* Brief 1
Rewrite the rows from the line with "If you could tag each instance of the bare midriff" through the end of the rows, replacing "photo" with "image" and leaving everything else unchanged. Leave the pictures out of your answer.

I'm not blaming the state for the personal consequences of individuals' actions. I'm blaming the state for infringement on individual freedoms resulting in the consequences of criminality.

This applies to a few differing spheres of individual freedom and responsibility. The right to talk smack isn't the only one.
 
I'm not blaming the state for the personal consequences of individuals' actions. I'm blaming the state for infringement on individual freedoms resulting in the consequences of criminality.
This applies to a few differing spheres of individual freedom and responsibility. The right to talk smack isn't the only one.

s.1 of the Charter - we have always operated on the principles of peace, order, good government - and those freedoms are not absolute under Canadian law.

AoD
 
s.1 of the Charter - we have always operated on the principles of peace, order, good government - and those freedoms are not absolute under Canadian law.

AoD

Yes, those are collective rights though and not individual freedoms.

* Brief 2
According to the excerpt on individual freedoms, what principles has Canada always operated on?

* Material provided
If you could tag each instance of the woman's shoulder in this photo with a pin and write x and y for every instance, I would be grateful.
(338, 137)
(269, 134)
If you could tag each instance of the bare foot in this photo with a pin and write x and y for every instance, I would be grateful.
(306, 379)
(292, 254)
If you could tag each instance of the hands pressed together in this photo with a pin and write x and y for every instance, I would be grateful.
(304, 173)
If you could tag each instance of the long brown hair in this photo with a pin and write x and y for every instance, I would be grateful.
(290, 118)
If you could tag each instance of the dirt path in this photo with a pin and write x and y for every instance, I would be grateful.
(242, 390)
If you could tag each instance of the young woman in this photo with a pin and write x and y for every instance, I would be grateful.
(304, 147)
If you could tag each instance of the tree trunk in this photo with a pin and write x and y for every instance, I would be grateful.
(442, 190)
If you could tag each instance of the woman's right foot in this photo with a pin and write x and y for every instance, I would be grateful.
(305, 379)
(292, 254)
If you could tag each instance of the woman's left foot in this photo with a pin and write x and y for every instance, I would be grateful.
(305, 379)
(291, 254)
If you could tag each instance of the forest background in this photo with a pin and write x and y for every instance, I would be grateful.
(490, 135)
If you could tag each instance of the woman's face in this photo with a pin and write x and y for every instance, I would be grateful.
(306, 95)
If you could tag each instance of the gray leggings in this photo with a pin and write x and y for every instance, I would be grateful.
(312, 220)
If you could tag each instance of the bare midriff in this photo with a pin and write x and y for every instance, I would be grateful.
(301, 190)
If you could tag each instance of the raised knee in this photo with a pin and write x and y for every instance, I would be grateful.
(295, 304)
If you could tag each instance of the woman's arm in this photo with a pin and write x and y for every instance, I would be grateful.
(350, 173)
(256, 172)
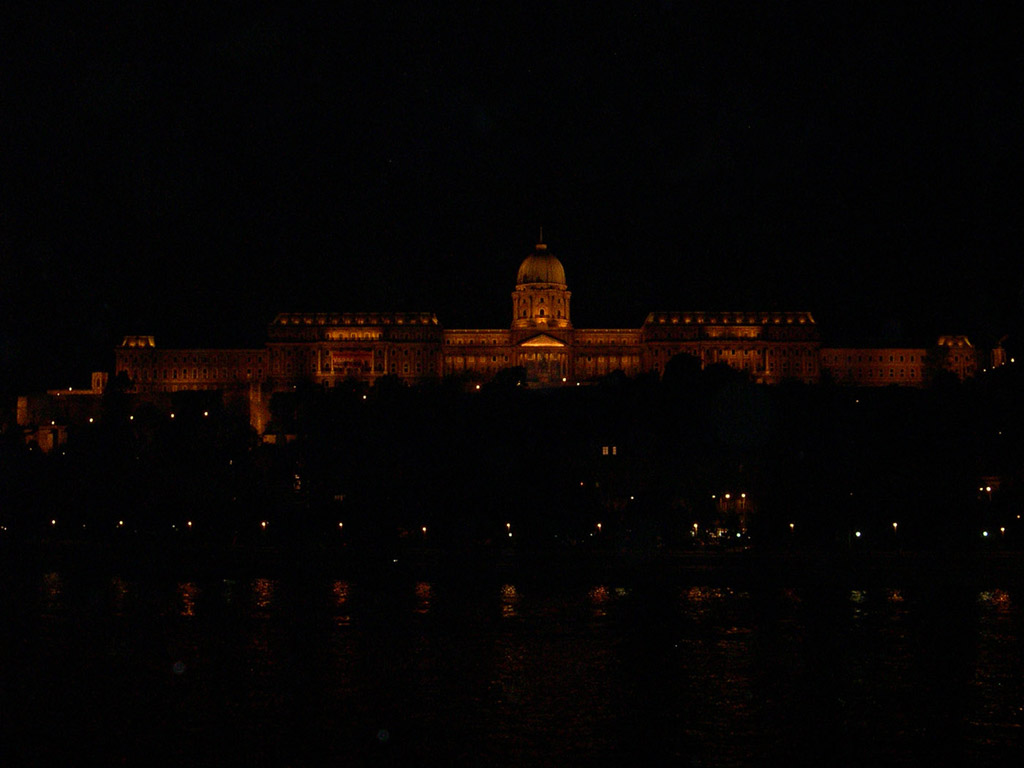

* Full solution 1
If you could tag each instance of the bare midriff in this image with a pin and write x and y for every instance, I would be grateful.
(301, 190)
If you could tag each instance of the raised knee in this image with a pin and write x and y for every instance, I would be grateful.
(295, 304)
If you could tag each instance of the woman's arm in this image with a pin and write x and y for every instance, I would be grateful.
(350, 173)
(256, 172)

* Full solution 2
Peace, order, and good government.